> _Your task_
Take the line that contains "of the handbag" as the first line and the last line of the material below as the final one; reproduce exactly the lines between, inclusive.

- - - -

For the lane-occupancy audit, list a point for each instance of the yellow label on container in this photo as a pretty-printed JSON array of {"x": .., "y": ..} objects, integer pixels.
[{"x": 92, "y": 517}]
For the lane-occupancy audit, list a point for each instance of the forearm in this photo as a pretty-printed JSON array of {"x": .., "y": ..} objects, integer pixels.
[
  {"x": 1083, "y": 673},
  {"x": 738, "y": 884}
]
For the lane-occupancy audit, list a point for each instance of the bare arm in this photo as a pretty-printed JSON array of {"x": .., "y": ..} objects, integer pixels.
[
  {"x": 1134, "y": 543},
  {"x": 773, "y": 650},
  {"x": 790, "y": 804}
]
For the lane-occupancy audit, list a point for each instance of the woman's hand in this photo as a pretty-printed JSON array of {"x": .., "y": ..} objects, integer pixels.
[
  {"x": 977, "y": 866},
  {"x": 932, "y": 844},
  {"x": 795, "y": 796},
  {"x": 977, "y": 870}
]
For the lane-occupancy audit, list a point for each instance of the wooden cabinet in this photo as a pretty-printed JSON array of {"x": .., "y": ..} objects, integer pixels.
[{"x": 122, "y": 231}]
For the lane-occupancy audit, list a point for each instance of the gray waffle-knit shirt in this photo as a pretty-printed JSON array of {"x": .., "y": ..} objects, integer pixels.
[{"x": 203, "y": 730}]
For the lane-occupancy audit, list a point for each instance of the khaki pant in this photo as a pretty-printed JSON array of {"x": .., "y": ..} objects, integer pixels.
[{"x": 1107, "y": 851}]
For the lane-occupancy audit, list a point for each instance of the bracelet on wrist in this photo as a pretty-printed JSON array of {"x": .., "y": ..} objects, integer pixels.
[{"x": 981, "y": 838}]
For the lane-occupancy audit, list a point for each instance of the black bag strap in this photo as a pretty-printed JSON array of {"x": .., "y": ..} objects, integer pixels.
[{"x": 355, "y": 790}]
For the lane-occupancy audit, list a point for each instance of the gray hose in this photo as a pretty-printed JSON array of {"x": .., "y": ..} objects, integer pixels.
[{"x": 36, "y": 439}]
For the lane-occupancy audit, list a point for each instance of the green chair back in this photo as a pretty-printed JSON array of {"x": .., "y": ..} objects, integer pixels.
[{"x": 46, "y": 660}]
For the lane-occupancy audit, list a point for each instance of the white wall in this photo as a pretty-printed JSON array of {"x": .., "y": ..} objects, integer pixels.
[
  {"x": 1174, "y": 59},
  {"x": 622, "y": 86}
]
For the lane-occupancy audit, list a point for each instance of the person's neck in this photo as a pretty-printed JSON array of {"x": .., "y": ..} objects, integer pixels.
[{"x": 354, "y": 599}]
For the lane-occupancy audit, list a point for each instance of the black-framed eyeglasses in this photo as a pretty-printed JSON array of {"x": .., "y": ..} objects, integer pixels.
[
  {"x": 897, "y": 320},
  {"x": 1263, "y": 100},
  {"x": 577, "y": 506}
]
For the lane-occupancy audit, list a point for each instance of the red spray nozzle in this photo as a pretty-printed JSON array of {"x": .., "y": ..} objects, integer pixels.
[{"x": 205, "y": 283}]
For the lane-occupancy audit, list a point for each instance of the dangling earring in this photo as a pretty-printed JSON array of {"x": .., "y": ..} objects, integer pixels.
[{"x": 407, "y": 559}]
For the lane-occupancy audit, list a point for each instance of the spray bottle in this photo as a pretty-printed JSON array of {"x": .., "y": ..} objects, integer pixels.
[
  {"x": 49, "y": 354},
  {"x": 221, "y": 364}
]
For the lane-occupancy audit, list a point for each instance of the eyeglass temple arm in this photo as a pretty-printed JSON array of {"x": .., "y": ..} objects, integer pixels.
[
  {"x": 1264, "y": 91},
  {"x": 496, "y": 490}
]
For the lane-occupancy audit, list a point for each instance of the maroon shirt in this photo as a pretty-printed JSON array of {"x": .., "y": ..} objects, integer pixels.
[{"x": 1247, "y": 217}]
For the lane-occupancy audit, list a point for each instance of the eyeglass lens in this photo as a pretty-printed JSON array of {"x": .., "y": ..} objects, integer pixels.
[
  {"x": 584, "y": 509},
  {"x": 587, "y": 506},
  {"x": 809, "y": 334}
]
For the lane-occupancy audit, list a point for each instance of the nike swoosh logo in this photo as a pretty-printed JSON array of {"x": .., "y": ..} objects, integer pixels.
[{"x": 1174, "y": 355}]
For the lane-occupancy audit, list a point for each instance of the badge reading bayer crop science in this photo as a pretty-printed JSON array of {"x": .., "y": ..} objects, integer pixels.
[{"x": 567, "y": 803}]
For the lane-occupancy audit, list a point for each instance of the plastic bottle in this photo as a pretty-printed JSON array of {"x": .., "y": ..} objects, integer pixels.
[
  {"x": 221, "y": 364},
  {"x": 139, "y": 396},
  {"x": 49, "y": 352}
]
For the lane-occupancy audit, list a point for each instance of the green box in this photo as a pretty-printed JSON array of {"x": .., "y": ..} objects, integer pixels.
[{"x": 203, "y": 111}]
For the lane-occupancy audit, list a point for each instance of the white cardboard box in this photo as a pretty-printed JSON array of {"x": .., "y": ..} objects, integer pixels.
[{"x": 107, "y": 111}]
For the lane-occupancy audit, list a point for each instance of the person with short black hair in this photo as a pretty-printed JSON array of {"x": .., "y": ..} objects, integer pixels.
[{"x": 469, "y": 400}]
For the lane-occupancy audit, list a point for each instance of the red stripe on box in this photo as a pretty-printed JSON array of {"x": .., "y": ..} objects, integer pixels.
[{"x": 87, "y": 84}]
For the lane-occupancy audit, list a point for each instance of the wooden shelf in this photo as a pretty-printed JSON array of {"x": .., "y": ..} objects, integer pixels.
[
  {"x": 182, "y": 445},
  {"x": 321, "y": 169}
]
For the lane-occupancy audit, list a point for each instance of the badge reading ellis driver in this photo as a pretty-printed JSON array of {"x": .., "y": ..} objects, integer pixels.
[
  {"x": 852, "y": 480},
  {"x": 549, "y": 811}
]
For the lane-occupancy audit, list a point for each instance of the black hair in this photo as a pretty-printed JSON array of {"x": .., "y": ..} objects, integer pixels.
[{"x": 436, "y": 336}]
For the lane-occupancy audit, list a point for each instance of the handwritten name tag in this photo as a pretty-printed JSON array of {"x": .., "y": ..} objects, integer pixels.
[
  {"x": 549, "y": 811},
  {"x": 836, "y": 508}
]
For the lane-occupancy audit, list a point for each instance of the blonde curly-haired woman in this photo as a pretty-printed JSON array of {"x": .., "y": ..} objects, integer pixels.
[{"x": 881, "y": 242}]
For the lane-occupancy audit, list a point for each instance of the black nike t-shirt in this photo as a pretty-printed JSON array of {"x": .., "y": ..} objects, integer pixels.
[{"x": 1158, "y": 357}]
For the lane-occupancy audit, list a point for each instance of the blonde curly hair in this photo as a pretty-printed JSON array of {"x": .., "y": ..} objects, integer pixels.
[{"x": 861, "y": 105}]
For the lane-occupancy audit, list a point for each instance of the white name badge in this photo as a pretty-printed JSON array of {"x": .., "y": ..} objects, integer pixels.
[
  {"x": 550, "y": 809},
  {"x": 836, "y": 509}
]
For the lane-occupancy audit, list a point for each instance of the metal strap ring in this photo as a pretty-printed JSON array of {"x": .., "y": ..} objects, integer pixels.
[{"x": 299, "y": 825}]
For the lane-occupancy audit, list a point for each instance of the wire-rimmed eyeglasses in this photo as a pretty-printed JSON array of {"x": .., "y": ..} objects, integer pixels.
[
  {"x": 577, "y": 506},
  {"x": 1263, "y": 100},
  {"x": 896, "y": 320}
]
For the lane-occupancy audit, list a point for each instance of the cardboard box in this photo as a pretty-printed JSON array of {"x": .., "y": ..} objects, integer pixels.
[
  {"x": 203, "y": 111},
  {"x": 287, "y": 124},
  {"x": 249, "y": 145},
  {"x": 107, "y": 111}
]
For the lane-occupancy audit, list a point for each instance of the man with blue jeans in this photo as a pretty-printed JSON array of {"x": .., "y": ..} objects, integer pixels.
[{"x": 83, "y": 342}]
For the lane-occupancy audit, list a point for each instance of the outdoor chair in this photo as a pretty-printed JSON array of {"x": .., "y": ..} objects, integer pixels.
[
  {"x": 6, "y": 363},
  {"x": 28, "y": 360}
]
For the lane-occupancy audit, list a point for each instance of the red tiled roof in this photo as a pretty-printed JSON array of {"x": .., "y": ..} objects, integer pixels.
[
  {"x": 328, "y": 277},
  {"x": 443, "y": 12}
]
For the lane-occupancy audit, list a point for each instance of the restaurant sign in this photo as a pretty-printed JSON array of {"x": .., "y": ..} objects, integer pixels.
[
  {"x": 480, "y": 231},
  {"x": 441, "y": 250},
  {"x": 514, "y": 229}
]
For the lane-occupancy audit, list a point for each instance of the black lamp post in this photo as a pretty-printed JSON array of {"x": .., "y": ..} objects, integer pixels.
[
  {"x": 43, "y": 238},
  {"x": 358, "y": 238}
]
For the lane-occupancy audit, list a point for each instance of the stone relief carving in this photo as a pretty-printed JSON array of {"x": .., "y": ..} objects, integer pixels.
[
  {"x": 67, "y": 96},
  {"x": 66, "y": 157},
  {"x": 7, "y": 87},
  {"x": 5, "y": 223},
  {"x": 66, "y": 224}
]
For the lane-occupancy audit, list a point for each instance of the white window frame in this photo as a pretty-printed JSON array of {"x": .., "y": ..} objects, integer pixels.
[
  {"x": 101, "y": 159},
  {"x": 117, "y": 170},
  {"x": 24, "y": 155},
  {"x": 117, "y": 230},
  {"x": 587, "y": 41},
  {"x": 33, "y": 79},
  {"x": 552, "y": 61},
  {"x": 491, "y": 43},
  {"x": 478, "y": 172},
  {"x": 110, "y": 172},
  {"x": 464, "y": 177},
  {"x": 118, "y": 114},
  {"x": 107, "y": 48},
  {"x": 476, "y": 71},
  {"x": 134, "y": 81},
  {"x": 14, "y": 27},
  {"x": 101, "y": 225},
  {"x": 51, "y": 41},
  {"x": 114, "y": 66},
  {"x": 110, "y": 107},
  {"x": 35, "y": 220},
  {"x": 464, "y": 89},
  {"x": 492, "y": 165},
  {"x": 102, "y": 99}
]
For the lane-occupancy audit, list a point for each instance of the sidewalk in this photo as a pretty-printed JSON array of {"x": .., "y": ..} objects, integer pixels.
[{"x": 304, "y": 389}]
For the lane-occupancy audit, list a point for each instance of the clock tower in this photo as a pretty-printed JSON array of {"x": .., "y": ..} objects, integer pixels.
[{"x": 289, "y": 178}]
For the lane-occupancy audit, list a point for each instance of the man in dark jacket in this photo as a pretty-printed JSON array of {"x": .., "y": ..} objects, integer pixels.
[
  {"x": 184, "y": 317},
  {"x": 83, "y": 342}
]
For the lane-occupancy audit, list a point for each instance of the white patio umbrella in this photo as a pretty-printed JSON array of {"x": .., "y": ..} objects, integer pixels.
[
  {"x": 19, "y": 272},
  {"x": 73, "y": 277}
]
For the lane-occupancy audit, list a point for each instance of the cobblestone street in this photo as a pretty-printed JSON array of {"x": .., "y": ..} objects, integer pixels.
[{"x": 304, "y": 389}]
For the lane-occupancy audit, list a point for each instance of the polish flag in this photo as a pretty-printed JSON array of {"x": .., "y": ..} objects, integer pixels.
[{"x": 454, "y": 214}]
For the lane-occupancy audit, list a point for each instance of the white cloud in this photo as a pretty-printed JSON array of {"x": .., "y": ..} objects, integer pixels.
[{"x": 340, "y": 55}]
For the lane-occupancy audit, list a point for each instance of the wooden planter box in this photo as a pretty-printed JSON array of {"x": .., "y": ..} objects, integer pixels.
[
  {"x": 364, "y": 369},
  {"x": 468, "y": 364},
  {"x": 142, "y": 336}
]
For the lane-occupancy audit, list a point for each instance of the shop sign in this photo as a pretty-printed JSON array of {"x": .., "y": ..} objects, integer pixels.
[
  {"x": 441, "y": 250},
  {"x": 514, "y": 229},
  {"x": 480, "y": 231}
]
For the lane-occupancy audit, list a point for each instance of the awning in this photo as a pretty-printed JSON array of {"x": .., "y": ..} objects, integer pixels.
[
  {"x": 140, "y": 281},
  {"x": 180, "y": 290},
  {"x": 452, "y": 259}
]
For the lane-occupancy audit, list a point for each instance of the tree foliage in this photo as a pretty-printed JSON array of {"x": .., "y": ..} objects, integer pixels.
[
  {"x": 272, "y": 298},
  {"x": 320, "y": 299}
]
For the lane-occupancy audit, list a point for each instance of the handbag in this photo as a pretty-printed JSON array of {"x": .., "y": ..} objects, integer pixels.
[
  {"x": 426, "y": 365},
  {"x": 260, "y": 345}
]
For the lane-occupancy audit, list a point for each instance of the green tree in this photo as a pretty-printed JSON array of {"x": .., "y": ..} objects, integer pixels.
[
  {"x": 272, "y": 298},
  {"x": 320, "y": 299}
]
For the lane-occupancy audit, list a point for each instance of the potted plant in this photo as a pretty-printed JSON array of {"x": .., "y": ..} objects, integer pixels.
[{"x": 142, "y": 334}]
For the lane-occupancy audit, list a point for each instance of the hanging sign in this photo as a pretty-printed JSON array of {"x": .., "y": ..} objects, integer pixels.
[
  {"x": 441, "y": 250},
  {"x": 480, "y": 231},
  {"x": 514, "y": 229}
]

- - - -

> _Solution below_
For the lane-occupancy audit, list a point for each instance of the handbag in this photo as a pretty-printed JSON array of {"x": .., "y": ..} objects, integer pixels.
[
  {"x": 426, "y": 365},
  {"x": 260, "y": 345}
]
For the lane-occupancy audit, list a point for each instance of the green tree in this photo as a pretty-printed JSON array of {"x": .., "y": ..} objects, integer pixels.
[
  {"x": 272, "y": 298},
  {"x": 320, "y": 299}
]
For the lane-occupancy audit, list a point for each instance of the potted plant in this photo as a pretty-printed JSON array of {"x": .., "y": ..} objects, integer pixels.
[{"x": 142, "y": 334}]
For the lane-occupancy audit, list a point for each instance of the hanging sign in this photo as a pretty-printed JSON array of {"x": .., "y": ..} objects, integer pixels.
[
  {"x": 441, "y": 250},
  {"x": 480, "y": 231},
  {"x": 514, "y": 229}
]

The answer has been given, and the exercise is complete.